### [KORTE OPGAVE A]
Bepaal voor elk van de beweringen (i), (ii) en (iii) of die overeenkomt met het tekstfragment hieronder. Antwoord per bewering met ja of nee en citeer letterlijk de woorden uit het tekstfragment die de doorslag geven.

(i) De rechtbank verklaarde het beroep van de appellant niet-ontvankelijk.
(ii) De Centrale Raad van Beroep beoordeelde de zaak zelf inhoudelijk.
(iii) Het college moest de proceskosten van de appellant in hoger beroep betalen tot een bedrag van € 837,-.

### [TEKSTFRAGMENT]
========================================

ECLI:NL:CRVB:2023:1385

Centrale Raad van Beroep

Datum uitspraak
11 juli 2023
Publicatiedatum
18 juli 2023
Zaaknummer
21 / 738 WMO15
Instantie
Centrale Raad van Beroep
Type
Uitspraak
Procedures
  • Hoger beroep
Vindplaatsen
  • Rechtspraak.nl
AI samenvatting door LexboostAutomatisch gegenereerd

Vernietiging van de uitspraak van de rechtbank Overijssel inzake de aanvraag voor een persoonsgebonden budget en procesbelang

In deze zaak heeft de Centrale Raad van Beroep op 11 juli 2023 uitspraak gedaan in hoger beroep tegen een eerdere uitspraak van de rechtbank Overijssel. De appellant had een aanvraag ingediend voor een persoonsgebonden budget (pgb) voor maatschappelijke ondersteuning, maar deze aanvraag was door het college van burgemeester en wethouders van Kampen afgewezen. De rechtbank had het beroep van de appellant niet-ontvankelijk verklaard, omdat zij van mening was dat de appellant geen procesbelang meer had. De Raad oordeelde echter anders. De Raad stelde vast dat de appellant voldoende procesbelang had, omdat hij met de procedure onder andere de curator wilde betalen voor de zorg die hij had ontvangen van een failliete zorgaanbieder. De Raad vernietigde de uitspraak van de rechtbank en besloot de zaak terug te verwijzen naar de rechtbank Overijssel voor een inhoudelijke beoordeling. Tevens werd het college veroordeeld in de proceskosten van de appellant in hoger beroep tot een bedrag van € 837,-. De uitspraak benadrukt het belang van procesbelang in bestuursrechtelijke procedures, vooral in situaties waar financiële aansprakelijkheid en zorgverlening aan de orde zijn.

========================================

### [Items voor locatiebepaling]
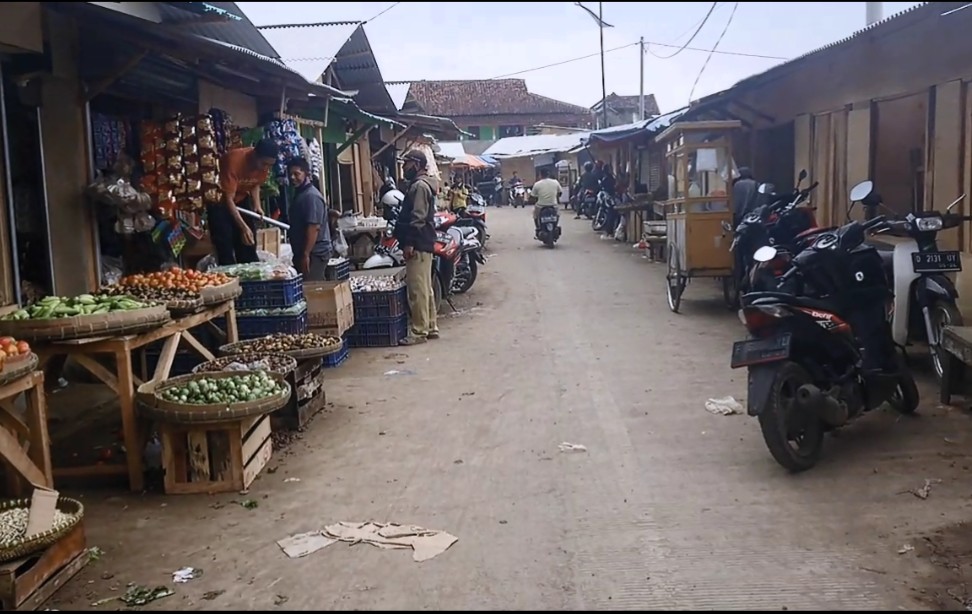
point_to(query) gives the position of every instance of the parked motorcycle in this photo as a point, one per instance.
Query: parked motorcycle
(548, 226)
(809, 371)
(924, 298)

========================================

### [KORTE OPGAVE B]
Druk alle regels van de records hierboven ongewijzigd af. Laat daarbij de afbeeldingen weg.

### [UITGEWERKTE OPLOSSING A]
(i) Ja: "De rechtbank had het beroep van de appellant niet-ontvankelijk verklaard"
(ii) Nee: "besloot de zaak terug te verwijzen naar de rechtbank Overijssel voor een inhoudelijke beoordeling"
(iii) Ja: "Tevens werd het college veroordeeld in de proceskosten van de appellant in hoger beroep tot een bedrag van € 837,-"

### [UITGEWERKTE OPLOSSING B]
point_to(query) gives the position of every instance of the parked motorcycle in this photo as a point, one per instance.
Query: parked motorcycle
(548, 226)
(809, 371)
(924, 298)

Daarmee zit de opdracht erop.